* Supplied data
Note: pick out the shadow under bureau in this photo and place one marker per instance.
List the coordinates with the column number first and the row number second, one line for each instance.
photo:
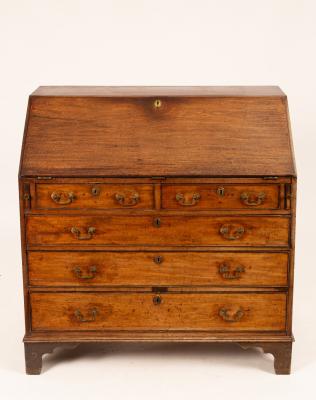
column 162, row 214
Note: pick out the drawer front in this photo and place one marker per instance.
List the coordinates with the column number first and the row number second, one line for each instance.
column 203, row 196
column 138, row 311
column 164, row 230
column 94, row 196
column 157, row 268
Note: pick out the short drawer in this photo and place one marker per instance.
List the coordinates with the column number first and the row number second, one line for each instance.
column 171, row 311
column 160, row 230
column 226, row 196
column 129, row 268
column 94, row 196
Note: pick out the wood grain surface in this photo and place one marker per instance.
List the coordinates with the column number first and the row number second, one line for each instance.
column 132, row 311
column 88, row 269
column 172, row 230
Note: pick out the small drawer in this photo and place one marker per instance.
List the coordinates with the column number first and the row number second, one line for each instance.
column 234, row 312
column 94, row 196
column 89, row 269
column 220, row 197
column 161, row 230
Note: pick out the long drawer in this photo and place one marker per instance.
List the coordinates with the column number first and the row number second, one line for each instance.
column 94, row 196
column 86, row 268
column 160, row 230
column 141, row 311
column 226, row 196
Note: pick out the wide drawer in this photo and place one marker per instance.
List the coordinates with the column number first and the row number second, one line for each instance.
column 99, row 268
column 163, row 230
column 228, row 196
column 172, row 311
column 94, row 196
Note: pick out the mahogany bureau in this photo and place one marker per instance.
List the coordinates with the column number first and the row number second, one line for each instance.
column 161, row 214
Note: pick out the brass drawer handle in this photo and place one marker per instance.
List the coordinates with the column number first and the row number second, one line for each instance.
column 224, row 270
column 157, row 222
column 227, row 316
column 157, row 300
column 158, row 259
column 252, row 199
column 185, row 201
column 127, row 199
column 92, row 272
column 76, row 232
column 81, row 318
column 231, row 232
column 63, row 198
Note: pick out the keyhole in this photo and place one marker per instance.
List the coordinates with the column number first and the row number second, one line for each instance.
column 95, row 191
column 157, row 103
column 157, row 300
column 157, row 222
column 221, row 191
column 158, row 259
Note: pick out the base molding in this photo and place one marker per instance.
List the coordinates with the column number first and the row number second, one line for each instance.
column 281, row 349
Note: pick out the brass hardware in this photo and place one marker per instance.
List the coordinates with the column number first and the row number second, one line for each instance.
column 231, row 232
column 91, row 275
column 76, row 232
column 157, row 300
column 95, row 191
column 27, row 195
column 81, row 318
column 224, row 270
column 252, row 199
column 63, row 198
column 157, row 103
column 158, row 259
column 221, row 191
column 229, row 317
column 127, row 199
column 287, row 196
column 184, row 201
column 157, row 222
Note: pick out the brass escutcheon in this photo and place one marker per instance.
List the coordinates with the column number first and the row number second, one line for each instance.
column 227, row 316
column 157, row 103
column 225, row 270
column 157, row 300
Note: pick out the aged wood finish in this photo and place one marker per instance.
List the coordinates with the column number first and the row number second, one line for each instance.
column 87, row 268
column 158, row 214
column 220, row 197
column 171, row 311
column 94, row 196
column 160, row 230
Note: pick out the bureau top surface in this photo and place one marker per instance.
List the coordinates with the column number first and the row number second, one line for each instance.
column 157, row 131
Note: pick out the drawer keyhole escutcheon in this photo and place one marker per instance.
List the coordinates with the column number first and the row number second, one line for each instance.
column 81, row 236
column 157, row 103
column 188, row 200
column 80, row 317
column 232, row 232
column 229, row 316
column 225, row 270
column 95, row 191
column 80, row 275
column 252, row 199
column 157, row 222
column 158, row 259
column 157, row 300
column 221, row 191
column 127, row 199
column 63, row 198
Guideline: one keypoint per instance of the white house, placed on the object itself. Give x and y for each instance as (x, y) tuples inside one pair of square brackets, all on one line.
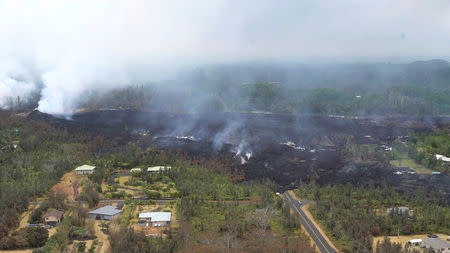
[(442, 158), (155, 219), (85, 170), (436, 244), (105, 213), (415, 242), (158, 168)]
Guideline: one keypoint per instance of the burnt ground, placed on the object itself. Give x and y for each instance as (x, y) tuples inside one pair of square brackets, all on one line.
[(288, 149)]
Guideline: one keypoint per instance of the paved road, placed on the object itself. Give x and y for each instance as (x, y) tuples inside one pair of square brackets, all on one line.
[(312, 230)]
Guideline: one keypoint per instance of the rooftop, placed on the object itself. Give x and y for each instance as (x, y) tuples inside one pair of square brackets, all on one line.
[(106, 210), (436, 243), (85, 167), (156, 216), (55, 213), (158, 168), (400, 209)]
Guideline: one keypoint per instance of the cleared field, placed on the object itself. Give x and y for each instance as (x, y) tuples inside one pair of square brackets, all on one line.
[(412, 165), (403, 239)]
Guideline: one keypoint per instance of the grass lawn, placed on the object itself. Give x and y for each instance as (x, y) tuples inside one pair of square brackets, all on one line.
[(403, 239), (412, 165)]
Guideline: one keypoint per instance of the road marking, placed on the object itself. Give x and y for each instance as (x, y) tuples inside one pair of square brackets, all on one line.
[(306, 221)]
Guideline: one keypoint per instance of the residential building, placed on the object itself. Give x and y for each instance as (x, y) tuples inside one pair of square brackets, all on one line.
[(155, 219), (436, 244), (105, 213), (53, 218), (158, 168), (85, 170)]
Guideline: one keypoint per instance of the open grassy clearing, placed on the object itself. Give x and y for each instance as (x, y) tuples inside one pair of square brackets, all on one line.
[(403, 239)]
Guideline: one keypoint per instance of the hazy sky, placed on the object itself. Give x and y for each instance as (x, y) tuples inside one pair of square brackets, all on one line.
[(69, 46)]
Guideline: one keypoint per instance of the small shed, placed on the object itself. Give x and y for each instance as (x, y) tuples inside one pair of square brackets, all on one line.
[(398, 210), (105, 213), (158, 169), (415, 242), (155, 219), (436, 244), (53, 218), (85, 170), (135, 170)]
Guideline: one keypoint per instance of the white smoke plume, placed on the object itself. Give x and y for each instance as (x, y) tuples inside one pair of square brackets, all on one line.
[(68, 47)]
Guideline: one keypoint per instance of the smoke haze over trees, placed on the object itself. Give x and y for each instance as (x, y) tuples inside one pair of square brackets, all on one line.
[(53, 53)]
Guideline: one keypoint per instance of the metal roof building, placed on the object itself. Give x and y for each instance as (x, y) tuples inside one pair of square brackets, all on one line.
[(85, 169), (105, 213), (158, 168), (436, 244), (156, 216), (156, 219)]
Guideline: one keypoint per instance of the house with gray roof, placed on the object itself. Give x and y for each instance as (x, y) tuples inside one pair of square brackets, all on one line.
[(85, 170), (105, 213), (155, 219), (155, 169), (436, 244)]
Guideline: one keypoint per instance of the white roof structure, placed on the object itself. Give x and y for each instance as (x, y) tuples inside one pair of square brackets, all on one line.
[(437, 244), (85, 168), (156, 216), (414, 241), (442, 158), (136, 170), (158, 168), (106, 210)]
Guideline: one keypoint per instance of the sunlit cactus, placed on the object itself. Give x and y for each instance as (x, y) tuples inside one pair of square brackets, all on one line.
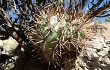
[(57, 38)]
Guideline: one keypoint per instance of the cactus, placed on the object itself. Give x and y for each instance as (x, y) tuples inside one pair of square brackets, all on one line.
[(57, 39)]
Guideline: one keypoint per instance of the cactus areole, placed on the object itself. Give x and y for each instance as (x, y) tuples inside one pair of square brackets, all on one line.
[(58, 41)]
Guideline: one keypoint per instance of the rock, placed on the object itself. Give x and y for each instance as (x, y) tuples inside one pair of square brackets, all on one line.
[(94, 56)]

* What to produce
Reproduce only the lines of the records from the start up to and including the line that holds "Note: pick out the small"; do not carry over any picture.

* Output
Note: pick out the shadow under bureau in this photo and place one marker per instance.
List the coordinates with the column number first and the row number second, one line for each instance.
photo:
column 162, row 214
Note: pick out the drawer front in this photo and place one marker per instance.
List the coordinates with the column number first and the row number second, one line for each instance.
column 203, row 196
column 138, row 311
column 164, row 230
column 94, row 196
column 157, row 268
Note: pick out the short drawer in this photo and place one marker per instance.
List the coordinates with the column number first and the row number second, one line for each instance.
column 171, row 311
column 160, row 230
column 226, row 196
column 129, row 268
column 94, row 196
Note: pick out the wood grain surface in this photo and place one marker per instance.
List the coordinates with the column number first and the row number second, one line for each instance.
column 132, row 311
column 88, row 269
column 172, row 230
Note: pick out the small drawer in this photo and place one marker per instance.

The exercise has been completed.